*Requirement*
Every record below should be repeated exactly, with the pictures left out.

Dataset records
######
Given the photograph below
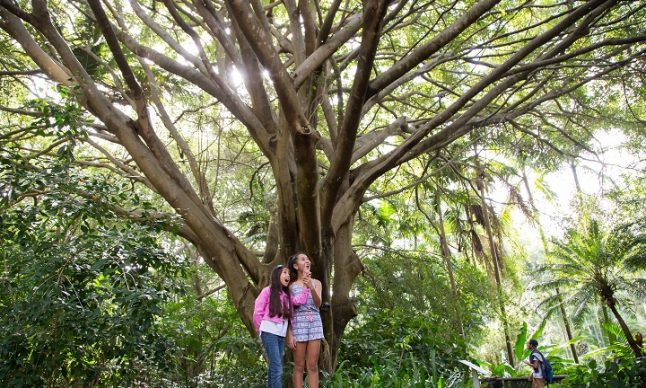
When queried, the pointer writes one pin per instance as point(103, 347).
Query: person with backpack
point(542, 369)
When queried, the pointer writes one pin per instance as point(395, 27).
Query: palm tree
point(591, 265)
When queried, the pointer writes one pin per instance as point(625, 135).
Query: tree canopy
point(316, 108)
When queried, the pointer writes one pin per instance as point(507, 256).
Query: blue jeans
point(274, 346)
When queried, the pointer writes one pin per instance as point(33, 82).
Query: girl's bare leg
point(312, 355)
point(299, 364)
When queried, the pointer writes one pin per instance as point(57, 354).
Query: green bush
point(620, 369)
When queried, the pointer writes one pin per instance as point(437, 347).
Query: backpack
point(546, 368)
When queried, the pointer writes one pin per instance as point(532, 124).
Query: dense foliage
point(158, 157)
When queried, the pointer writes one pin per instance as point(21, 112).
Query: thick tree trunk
point(496, 264)
point(448, 262)
point(347, 267)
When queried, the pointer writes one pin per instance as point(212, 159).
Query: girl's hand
point(307, 280)
point(291, 342)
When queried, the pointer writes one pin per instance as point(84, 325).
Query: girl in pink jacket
point(271, 315)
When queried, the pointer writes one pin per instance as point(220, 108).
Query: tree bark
point(480, 184)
######
*Answer section*
Given the photograph below
When queried, the pointer writes one pin per instance as point(103, 347).
Query: person with backpack
point(542, 369)
When queried, the pointer writes one pin per instance as point(395, 27).
Query: palm tree
point(591, 265)
When queried, the pointer writes one pin per instance as point(625, 135).
Query: tree canopy
point(316, 108)
When queried, the pointer writes one pin per instance as point(507, 256).
Query: blue jeans
point(274, 346)
When queried, the pointer writes one pin per instance as point(33, 82).
Query: girl's bare leg
point(312, 355)
point(299, 364)
When queried, the pointer writes one pin per instance as point(57, 354).
Query: green bush
point(620, 369)
When queried, the pointer writes one pin per instance as point(437, 347).
Query: backpack
point(546, 368)
When queried, the pointer writes one pin per instance as point(532, 124).
Query: dense foliage
point(158, 157)
When queried, the pointer writes one pin per instance as point(21, 112).
Query: thick tree trunk
point(496, 264)
point(448, 262)
point(347, 267)
When queried, the pointer writes one pin per instance as point(212, 159).
Query: girl's hand
point(307, 280)
point(291, 342)
When queried, the pointer writes one pin per instance as point(84, 325).
Query: girl in pink jacket
point(271, 315)
When queried, the pointer writes one pin per instance as point(220, 108).
Query: tree bark
point(480, 184)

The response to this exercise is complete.